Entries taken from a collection
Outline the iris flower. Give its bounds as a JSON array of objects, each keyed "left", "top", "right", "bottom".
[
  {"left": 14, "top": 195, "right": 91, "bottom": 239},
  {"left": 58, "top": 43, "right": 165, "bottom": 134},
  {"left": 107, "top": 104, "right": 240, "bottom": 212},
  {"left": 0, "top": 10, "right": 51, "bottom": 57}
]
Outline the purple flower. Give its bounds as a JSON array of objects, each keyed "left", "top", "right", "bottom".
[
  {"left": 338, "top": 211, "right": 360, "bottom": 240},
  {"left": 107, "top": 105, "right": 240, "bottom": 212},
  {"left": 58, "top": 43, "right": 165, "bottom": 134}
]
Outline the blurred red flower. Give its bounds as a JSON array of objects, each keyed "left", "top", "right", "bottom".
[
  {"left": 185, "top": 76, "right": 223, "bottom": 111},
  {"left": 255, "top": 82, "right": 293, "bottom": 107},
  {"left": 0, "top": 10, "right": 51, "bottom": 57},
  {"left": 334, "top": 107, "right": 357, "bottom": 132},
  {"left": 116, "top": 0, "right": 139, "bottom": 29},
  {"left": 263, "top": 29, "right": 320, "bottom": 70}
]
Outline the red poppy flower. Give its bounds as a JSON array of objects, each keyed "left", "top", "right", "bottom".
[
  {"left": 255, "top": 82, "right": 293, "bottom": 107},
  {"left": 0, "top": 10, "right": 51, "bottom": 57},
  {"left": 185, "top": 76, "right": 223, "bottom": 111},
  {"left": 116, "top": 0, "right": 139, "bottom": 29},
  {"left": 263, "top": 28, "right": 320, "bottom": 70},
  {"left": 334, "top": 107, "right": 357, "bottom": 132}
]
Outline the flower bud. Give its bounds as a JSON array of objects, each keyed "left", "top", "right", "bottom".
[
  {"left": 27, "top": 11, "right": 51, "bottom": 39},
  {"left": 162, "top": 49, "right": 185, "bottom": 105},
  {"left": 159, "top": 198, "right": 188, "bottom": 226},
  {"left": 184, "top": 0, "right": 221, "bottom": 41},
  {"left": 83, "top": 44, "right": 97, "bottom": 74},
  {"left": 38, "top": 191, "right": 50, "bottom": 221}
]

Problem requirements: An exact repeat of all the records is required.

Output below:
Outline the iris flower. Give its bounds as a JSON array of objects, each keyed "left", "top", "right", "bottom".
[
  {"left": 14, "top": 195, "right": 91, "bottom": 239},
  {"left": 58, "top": 43, "right": 165, "bottom": 134},
  {"left": 107, "top": 104, "right": 240, "bottom": 212},
  {"left": 0, "top": 10, "right": 51, "bottom": 57}
]
Outline the purple flower. Give its bounds as a JSON array of objects, each keyed "left", "top", "right", "bottom".
[
  {"left": 338, "top": 211, "right": 360, "bottom": 240},
  {"left": 107, "top": 105, "right": 240, "bottom": 212},
  {"left": 58, "top": 43, "right": 165, "bottom": 134}
]
Outline the blurred red flower. Give its bounds as a JSON array of objects, each keyed "left", "top", "right", "bottom".
[
  {"left": 185, "top": 76, "right": 223, "bottom": 111},
  {"left": 255, "top": 82, "right": 293, "bottom": 107},
  {"left": 0, "top": 10, "right": 51, "bottom": 57},
  {"left": 334, "top": 107, "right": 357, "bottom": 132},
  {"left": 116, "top": 0, "right": 139, "bottom": 29},
  {"left": 263, "top": 29, "right": 320, "bottom": 70}
]
Outline the red poppy flower. Give its bounds as a JSON array of objects, each keyed "left", "top", "right", "bottom".
[
  {"left": 255, "top": 82, "right": 293, "bottom": 107},
  {"left": 0, "top": 10, "right": 51, "bottom": 57},
  {"left": 185, "top": 76, "right": 223, "bottom": 111},
  {"left": 116, "top": 0, "right": 139, "bottom": 29},
  {"left": 263, "top": 28, "right": 320, "bottom": 70},
  {"left": 334, "top": 107, "right": 357, "bottom": 132}
]
Outline the flower bud. Give its bounds as a JSON array of objects, each keyed "left", "top", "right", "bottom".
[
  {"left": 27, "top": 11, "right": 51, "bottom": 39},
  {"left": 162, "top": 49, "right": 185, "bottom": 105},
  {"left": 159, "top": 198, "right": 188, "bottom": 226},
  {"left": 184, "top": 0, "right": 221, "bottom": 41},
  {"left": 83, "top": 44, "right": 97, "bottom": 74},
  {"left": 38, "top": 191, "right": 50, "bottom": 221}
]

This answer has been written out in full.